**What the exercise asks:**
Your answer must be an exact transcription of every record below, with the pictures omitted.

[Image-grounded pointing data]

▼

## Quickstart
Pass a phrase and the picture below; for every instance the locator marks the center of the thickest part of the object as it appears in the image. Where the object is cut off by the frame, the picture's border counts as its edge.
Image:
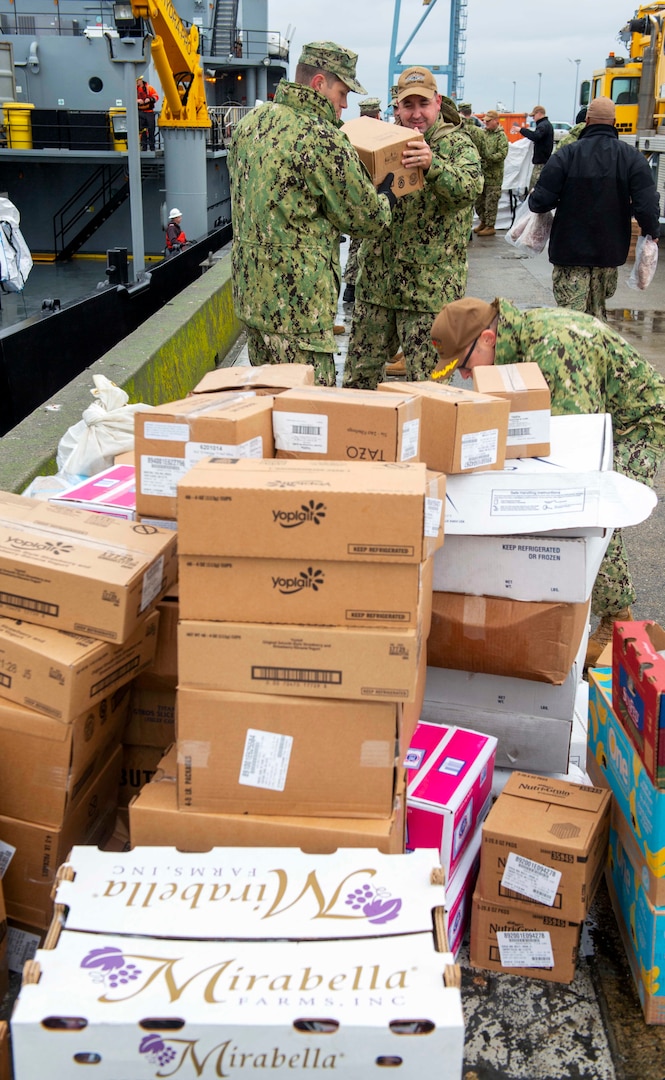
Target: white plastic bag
(106, 430)
(529, 232)
(646, 261)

▲

**Completed task:**
## Quickstart
Pass a phrase and the picture below; for every instance the locator marks the center of the thickest part of the object as it appears in the image. Where the object is cut off by the frame, the picture's border counts as its edge.
Image:
Target: white plastic bag
(106, 430)
(529, 232)
(646, 261)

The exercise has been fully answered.